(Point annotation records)
☆ ☆ ☆ ☆
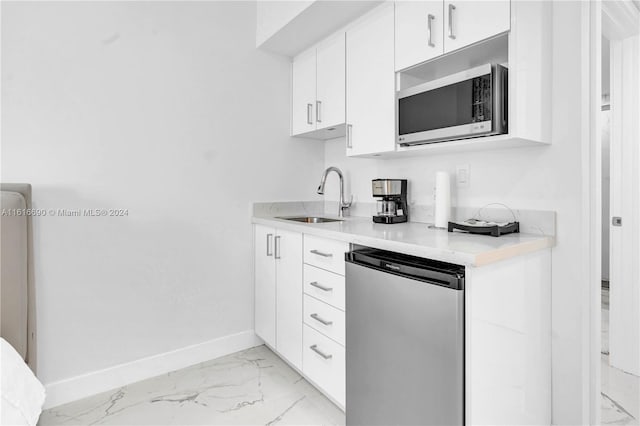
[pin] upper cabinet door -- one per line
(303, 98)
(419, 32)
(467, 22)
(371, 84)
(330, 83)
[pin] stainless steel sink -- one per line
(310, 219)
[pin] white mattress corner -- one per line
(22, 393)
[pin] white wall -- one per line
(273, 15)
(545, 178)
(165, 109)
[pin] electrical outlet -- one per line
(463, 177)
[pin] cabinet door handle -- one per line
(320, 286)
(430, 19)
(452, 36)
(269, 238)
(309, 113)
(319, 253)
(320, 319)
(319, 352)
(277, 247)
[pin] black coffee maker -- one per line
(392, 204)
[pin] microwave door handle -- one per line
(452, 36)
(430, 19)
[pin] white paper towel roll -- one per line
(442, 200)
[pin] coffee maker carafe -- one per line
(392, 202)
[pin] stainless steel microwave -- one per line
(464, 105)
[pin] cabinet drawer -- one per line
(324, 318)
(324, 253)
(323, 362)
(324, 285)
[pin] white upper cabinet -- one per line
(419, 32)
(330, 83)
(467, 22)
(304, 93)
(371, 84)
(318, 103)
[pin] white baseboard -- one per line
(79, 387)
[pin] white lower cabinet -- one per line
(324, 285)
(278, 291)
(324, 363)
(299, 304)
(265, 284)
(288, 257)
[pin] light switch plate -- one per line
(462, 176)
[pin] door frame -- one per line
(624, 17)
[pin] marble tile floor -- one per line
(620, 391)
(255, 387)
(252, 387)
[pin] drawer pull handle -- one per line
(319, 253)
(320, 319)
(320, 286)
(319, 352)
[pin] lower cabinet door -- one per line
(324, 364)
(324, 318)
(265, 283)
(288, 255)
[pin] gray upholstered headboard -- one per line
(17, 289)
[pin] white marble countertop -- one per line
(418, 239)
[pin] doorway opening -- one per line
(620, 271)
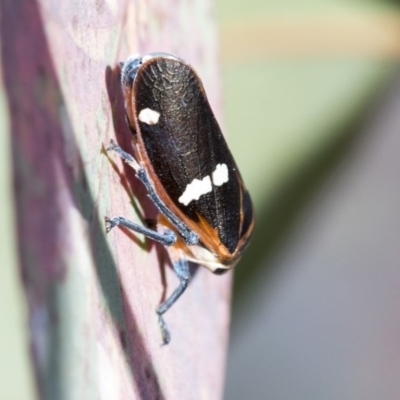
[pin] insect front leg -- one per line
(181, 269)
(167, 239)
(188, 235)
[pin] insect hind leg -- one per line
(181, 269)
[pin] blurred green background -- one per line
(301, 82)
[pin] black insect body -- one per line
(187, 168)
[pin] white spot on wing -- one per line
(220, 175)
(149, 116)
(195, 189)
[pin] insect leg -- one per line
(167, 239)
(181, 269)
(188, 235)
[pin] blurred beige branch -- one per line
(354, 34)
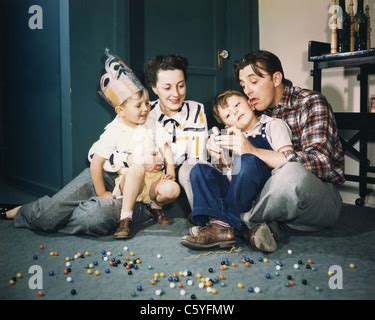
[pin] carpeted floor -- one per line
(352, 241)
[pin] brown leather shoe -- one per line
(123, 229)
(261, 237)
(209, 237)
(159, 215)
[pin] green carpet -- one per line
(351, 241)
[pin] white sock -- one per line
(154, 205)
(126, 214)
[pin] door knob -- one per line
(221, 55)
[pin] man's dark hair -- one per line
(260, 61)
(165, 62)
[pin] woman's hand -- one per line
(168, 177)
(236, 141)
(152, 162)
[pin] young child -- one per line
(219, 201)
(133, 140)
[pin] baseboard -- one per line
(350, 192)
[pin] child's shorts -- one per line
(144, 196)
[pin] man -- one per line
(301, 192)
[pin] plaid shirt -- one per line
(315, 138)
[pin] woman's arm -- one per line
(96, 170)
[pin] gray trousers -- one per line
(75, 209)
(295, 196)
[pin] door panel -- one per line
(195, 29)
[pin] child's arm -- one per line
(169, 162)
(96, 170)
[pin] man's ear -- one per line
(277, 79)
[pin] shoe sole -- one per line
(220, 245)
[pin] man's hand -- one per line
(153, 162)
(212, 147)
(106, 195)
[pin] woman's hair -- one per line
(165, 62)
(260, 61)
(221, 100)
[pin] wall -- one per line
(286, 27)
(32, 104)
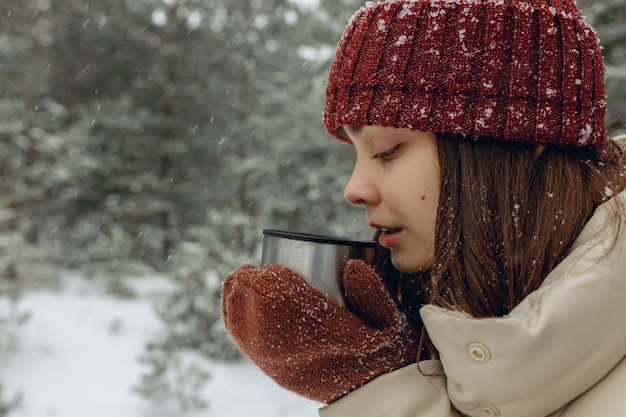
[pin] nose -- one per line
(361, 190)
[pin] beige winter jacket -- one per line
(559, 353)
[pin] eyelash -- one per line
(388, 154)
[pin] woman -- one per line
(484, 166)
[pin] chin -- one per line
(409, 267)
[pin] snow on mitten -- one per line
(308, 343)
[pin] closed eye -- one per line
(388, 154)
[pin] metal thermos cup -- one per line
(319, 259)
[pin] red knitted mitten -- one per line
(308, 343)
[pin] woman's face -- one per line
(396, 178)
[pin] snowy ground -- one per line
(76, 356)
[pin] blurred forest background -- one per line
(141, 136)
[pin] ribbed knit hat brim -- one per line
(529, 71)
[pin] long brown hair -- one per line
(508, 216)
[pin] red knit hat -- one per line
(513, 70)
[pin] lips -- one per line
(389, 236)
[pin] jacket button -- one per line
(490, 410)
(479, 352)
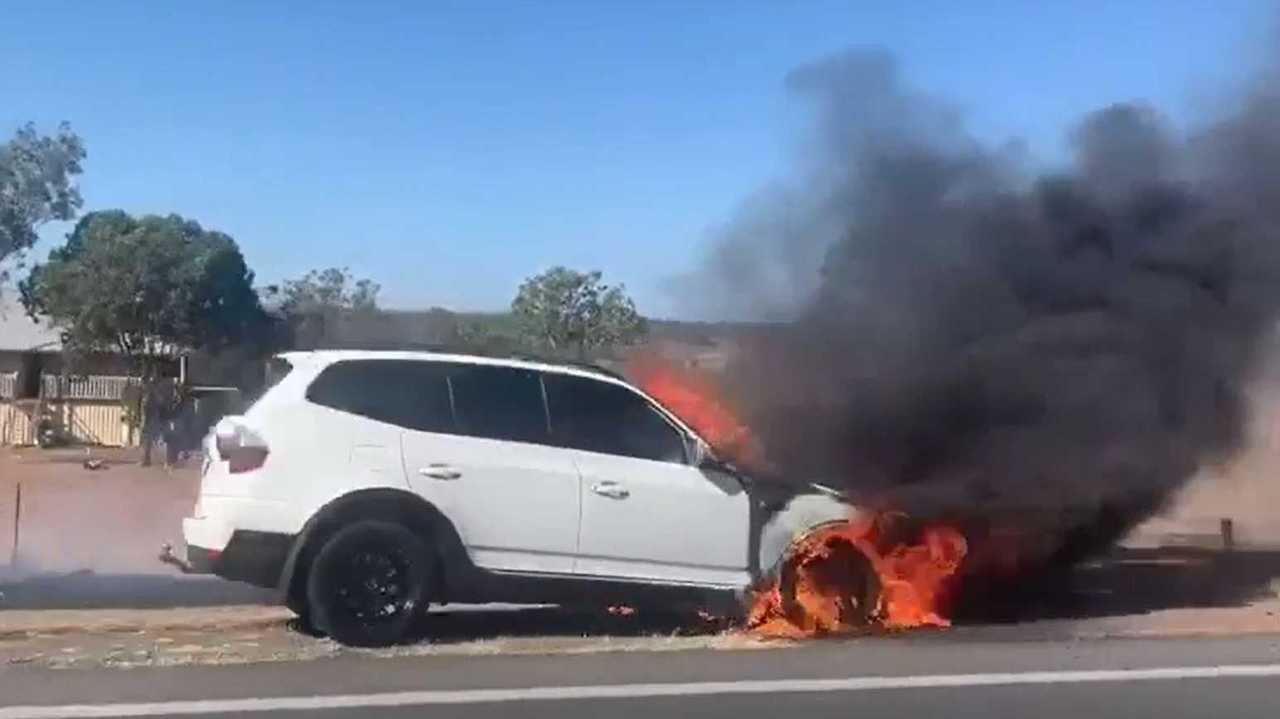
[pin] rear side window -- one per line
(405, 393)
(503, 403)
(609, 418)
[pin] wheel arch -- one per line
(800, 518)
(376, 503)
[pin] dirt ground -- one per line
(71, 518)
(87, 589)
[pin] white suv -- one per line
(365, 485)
☆ ☆ ☆ ☆
## Exercise
Reproduce every line exactly and omit all pictures.

## Answer in full
[pin] upper cabinet door -- one per line
(303, 98)
(419, 32)
(467, 22)
(371, 84)
(330, 83)
[pin] stainless steel sink -- one per line
(310, 219)
[pin] white mattress corner -- one per line
(22, 393)
[pin] white wall -- one per line
(273, 15)
(545, 178)
(165, 109)
[pin] electrical outlet -- one per line
(463, 177)
[pin] cabinet door handle -- one per line
(320, 286)
(430, 19)
(452, 36)
(269, 238)
(309, 113)
(319, 253)
(320, 319)
(319, 352)
(277, 247)
[pin] black coffee maker -- one per line
(392, 204)
[pin] microwave door handle -- one per line
(452, 36)
(430, 19)
[pin] white paper towel roll -- one per line
(442, 200)
[pin] coffee maker carafe -- one per line
(392, 202)
[pin] stainless steel microwave -- one per line
(464, 105)
[pin] cabinet drawer -- one per line
(324, 318)
(324, 253)
(323, 362)
(324, 285)
[pin] white upper cabinet -- one per line
(419, 32)
(330, 83)
(467, 22)
(304, 93)
(371, 84)
(318, 103)
[pin] white baseboard -- one per line
(79, 387)
[pin] white lower cabinet -- one per line
(324, 285)
(278, 291)
(324, 363)
(299, 304)
(265, 284)
(288, 257)
[pin] light switch plate -- one per line
(462, 176)
[pin] door frame -- one per line
(624, 17)
[pin] marble tile floor -- one per line
(620, 391)
(255, 387)
(252, 387)
[pin] drawer pull handle -- one per line
(319, 253)
(320, 319)
(320, 286)
(319, 352)
[pin] lower cabinet door -- one per line
(324, 364)
(324, 318)
(265, 283)
(288, 255)
[pin] gray upholstered headboard -- one per line
(17, 289)
[pin] white marble countertop -- one per line
(418, 239)
[pin] doorway opening -- one per line
(620, 271)
[pin] insect front leg -- one per line
(181, 269)
(167, 239)
(188, 235)
[pin] insect hind leg -- one per line
(181, 269)
[pin] blurred green background -- one per line
(301, 82)
[pin] black insect body -- one per line
(187, 168)
[pin] white spot on wing -- one per line
(220, 175)
(149, 116)
(195, 189)
[pin] insect leg -- one per line
(167, 239)
(181, 269)
(188, 235)
[pin] blurred beige branch -- one per line
(354, 34)
[pin] carpeted floor -- one per line
(352, 241)
[pin] brown leather shoe -- one per line
(123, 229)
(261, 237)
(209, 237)
(159, 215)
[pin] green carpet -- one per line
(351, 241)
[pin] white sock -- one per line
(154, 205)
(126, 214)
[pin] door knob -- one per line
(221, 55)
[pin] man's dark hair -- one per line
(260, 61)
(165, 62)
[pin] woman's hand -- one per line
(168, 177)
(236, 141)
(152, 162)
[pin] young child -- one per line
(219, 201)
(133, 140)
[pin] baseboard -- one per line
(350, 192)
[pin] child's shorts -- one per line
(144, 196)
[pin] man -- one per line
(301, 192)
[pin] plaid shirt -- one per line
(315, 138)
[pin] woman's arm -- one per line
(96, 170)
[pin] gray trousers -- one per line
(75, 209)
(295, 196)
[pin] door panel -- one per line
(195, 29)
[pin] child's arm -- one per line
(169, 162)
(96, 170)
[pin] man's ear -- one per line
(277, 79)
[pin] shoe sole -- one per line
(220, 245)
[pin] man's hand -- one per line
(153, 162)
(212, 147)
(106, 195)
[pin] woman's hair -- one per line
(165, 62)
(260, 61)
(221, 100)
[pin] wall -- one per line
(286, 27)
(32, 104)
[pin] nose -- one per line
(361, 190)
[pin] beige winter jacket -- one per line
(559, 353)
[pin] eyelash -- one per line
(388, 154)
[pin] woman -- one per line
(484, 166)
[pin] chin -- one per line
(409, 267)
[pin] snow on mitten -- one per line
(308, 343)
[pin] closed eye -- one per line
(388, 154)
[pin] metal thermos cup -- one per line
(319, 259)
[pin] red knitted mitten -- one per line
(308, 343)
[pin] woman's face -- one per line
(396, 178)
[pin] snowy ground -- one per line
(76, 356)
[pin] blurred forest background -- one per line
(141, 136)
[pin] ribbed knit hat brim -- one per line
(529, 71)
[pin] long brown hair -- one per line
(508, 216)
[pin] red knit hat -- one per line
(513, 70)
[pin] lips -- one per line
(389, 236)
[pin] jacket button -- one per line
(490, 410)
(479, 352)
[pin] rear side window -- one per line
(405, 393)
(503, 403)
(609, 418)
[pin] wheel arch -- one per line
(800, 518)
(376, 503)
[pin] dirt ground -- one per line
(71, 518)
(87, 589)
[pin] white suv -- one per line
(365, 485)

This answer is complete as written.